● Problem to solve:
If a line of the entries below includes the word "exact", it counts; state the total and nothing further.

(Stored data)
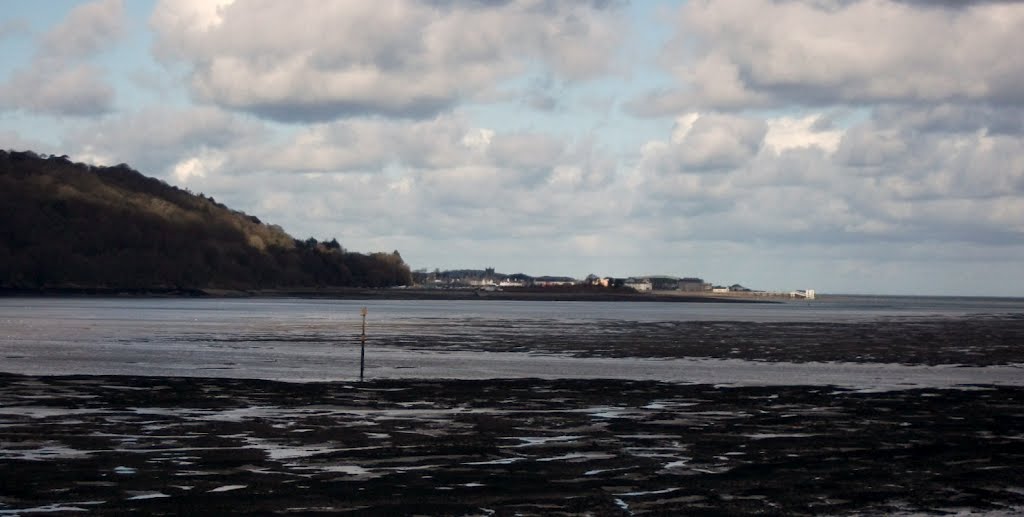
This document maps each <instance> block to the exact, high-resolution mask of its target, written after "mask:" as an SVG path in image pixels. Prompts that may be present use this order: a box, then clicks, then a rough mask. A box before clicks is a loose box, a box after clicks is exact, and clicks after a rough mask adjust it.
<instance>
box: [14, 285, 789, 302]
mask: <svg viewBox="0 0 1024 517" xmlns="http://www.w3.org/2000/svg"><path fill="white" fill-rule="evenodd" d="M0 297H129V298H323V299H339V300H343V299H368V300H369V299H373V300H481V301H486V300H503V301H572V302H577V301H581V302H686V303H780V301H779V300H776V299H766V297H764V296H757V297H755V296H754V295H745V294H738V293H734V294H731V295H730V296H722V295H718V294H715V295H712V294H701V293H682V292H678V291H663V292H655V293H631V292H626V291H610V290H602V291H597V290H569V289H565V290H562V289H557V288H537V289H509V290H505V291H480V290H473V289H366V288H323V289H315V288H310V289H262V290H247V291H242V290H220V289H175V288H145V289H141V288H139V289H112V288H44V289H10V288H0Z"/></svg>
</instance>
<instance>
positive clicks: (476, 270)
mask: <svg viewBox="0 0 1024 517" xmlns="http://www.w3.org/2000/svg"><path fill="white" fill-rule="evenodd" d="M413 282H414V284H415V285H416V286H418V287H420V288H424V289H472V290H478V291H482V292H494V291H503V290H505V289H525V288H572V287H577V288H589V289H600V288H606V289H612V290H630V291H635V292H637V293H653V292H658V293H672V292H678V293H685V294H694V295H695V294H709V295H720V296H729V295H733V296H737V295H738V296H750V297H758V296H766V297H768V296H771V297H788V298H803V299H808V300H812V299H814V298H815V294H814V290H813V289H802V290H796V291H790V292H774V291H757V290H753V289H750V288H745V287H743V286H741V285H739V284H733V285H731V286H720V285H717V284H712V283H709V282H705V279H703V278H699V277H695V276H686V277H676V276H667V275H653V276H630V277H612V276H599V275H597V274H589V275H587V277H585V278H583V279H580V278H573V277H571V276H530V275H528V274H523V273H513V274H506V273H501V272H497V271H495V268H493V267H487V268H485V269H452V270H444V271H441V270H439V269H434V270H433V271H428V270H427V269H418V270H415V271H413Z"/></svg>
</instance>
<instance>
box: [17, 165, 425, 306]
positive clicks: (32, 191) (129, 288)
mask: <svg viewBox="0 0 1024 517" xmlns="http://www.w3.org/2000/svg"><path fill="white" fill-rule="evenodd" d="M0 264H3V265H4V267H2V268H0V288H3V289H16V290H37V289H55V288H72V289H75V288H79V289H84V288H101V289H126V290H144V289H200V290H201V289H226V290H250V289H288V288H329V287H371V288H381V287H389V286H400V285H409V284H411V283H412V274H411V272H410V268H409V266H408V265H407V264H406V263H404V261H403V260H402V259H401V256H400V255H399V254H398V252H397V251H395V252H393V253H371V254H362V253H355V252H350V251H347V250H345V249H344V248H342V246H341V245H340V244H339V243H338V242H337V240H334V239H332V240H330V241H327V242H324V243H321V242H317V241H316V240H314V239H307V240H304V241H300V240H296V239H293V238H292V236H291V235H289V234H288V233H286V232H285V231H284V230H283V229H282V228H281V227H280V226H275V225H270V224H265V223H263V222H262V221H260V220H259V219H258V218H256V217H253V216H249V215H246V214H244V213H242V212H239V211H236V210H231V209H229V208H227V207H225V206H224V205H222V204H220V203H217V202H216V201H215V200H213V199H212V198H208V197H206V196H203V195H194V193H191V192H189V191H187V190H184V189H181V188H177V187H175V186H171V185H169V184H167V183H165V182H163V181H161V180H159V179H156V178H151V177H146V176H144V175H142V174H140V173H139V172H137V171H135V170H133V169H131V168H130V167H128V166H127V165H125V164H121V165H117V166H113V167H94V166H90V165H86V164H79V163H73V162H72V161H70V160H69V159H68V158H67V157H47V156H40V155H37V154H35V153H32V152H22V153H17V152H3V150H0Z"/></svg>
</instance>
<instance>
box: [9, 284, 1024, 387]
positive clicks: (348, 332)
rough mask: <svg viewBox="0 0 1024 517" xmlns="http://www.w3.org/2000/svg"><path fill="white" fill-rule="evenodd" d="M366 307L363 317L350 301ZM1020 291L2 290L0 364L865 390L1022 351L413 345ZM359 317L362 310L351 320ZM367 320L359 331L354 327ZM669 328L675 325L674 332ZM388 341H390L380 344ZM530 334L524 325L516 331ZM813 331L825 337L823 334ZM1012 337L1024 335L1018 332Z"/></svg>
* * *
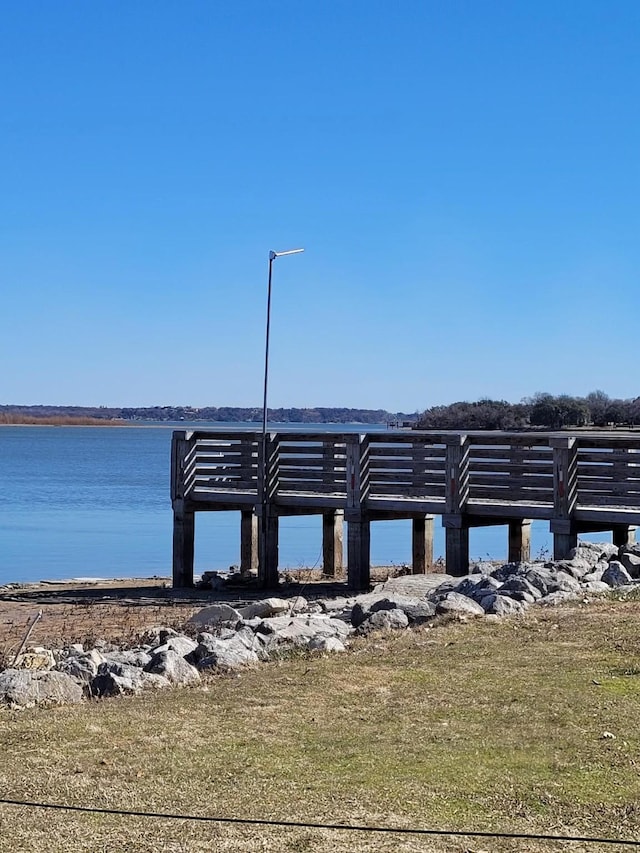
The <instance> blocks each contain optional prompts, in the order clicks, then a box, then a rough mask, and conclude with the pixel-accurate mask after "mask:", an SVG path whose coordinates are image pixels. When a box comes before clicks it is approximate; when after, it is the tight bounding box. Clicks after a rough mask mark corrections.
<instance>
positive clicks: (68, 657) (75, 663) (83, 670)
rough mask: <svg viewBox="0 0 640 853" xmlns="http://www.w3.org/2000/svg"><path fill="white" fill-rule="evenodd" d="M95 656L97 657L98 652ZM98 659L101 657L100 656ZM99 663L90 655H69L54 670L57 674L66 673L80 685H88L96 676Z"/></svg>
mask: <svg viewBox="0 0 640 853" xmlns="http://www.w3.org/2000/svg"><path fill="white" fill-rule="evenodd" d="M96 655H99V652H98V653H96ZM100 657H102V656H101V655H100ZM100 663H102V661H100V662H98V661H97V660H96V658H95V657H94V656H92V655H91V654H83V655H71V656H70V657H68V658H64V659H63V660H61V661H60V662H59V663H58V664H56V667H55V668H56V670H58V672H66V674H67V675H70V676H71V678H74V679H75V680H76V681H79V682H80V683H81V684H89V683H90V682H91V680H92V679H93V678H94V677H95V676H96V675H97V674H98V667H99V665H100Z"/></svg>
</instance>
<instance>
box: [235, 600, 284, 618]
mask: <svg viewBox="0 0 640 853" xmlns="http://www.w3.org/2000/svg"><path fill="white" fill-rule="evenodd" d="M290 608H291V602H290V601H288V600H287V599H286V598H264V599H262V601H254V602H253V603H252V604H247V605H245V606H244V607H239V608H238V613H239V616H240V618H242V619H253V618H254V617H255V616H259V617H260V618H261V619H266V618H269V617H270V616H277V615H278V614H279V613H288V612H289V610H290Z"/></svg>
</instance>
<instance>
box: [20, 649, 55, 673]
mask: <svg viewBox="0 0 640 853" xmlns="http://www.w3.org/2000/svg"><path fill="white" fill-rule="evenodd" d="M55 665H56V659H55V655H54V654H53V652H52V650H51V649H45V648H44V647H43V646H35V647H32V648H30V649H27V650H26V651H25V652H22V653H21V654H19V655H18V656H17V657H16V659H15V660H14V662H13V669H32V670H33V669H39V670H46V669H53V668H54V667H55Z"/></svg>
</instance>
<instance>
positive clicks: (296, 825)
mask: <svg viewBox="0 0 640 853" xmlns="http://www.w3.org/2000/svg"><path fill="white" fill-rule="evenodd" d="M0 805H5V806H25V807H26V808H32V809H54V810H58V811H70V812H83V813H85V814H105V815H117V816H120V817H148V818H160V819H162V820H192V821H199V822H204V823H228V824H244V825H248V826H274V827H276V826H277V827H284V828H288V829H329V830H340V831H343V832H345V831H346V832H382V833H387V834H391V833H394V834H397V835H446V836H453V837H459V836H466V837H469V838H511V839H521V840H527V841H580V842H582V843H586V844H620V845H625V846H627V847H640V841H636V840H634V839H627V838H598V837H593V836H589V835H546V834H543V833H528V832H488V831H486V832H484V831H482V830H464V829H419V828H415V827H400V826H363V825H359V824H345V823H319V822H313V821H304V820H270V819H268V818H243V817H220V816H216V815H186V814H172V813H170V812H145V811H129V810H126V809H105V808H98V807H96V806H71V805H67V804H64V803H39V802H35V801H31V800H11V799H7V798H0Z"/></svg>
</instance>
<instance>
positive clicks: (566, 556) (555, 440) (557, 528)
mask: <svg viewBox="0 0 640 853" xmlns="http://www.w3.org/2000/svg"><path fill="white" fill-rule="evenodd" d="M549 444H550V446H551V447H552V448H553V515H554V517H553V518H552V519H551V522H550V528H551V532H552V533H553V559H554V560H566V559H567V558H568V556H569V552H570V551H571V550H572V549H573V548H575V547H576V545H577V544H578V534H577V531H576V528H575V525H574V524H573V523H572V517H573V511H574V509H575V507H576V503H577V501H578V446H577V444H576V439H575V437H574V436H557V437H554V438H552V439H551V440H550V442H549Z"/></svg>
==
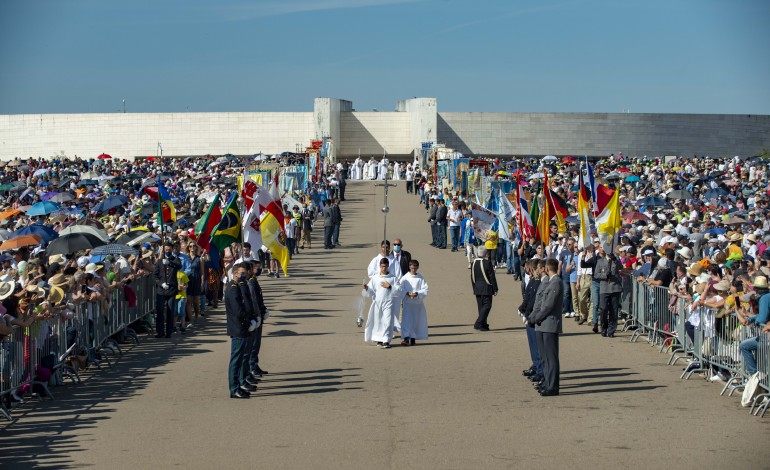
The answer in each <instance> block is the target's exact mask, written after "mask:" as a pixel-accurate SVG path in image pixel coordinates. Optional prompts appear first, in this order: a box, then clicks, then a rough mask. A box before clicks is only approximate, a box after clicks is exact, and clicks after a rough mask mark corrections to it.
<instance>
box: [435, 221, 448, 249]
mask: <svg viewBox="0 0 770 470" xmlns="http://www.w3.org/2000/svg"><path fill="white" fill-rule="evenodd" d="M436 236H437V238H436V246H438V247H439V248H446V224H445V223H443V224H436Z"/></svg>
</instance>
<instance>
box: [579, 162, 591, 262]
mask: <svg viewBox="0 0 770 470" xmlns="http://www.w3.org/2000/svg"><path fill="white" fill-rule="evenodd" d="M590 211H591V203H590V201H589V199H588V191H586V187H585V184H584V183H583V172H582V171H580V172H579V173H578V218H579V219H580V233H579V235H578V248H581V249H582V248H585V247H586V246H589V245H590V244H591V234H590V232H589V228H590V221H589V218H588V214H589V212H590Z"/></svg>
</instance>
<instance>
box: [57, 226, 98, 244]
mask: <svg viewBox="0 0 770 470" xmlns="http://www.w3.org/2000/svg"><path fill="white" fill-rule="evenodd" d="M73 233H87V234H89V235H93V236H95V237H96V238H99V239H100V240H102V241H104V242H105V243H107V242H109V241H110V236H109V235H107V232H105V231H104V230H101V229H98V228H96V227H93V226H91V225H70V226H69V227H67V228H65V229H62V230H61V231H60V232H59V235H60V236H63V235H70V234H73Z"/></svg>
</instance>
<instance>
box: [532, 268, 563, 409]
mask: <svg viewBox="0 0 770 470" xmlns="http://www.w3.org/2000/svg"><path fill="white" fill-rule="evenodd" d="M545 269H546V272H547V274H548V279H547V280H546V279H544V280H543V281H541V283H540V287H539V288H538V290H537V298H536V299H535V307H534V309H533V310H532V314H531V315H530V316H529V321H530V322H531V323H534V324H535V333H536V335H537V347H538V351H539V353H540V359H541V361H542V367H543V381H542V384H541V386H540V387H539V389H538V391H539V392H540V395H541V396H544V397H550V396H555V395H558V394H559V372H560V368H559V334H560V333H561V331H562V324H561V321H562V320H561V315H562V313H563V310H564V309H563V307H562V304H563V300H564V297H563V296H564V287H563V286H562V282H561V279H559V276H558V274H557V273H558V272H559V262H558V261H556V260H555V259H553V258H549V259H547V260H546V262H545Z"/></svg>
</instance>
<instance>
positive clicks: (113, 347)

● Finished task:
2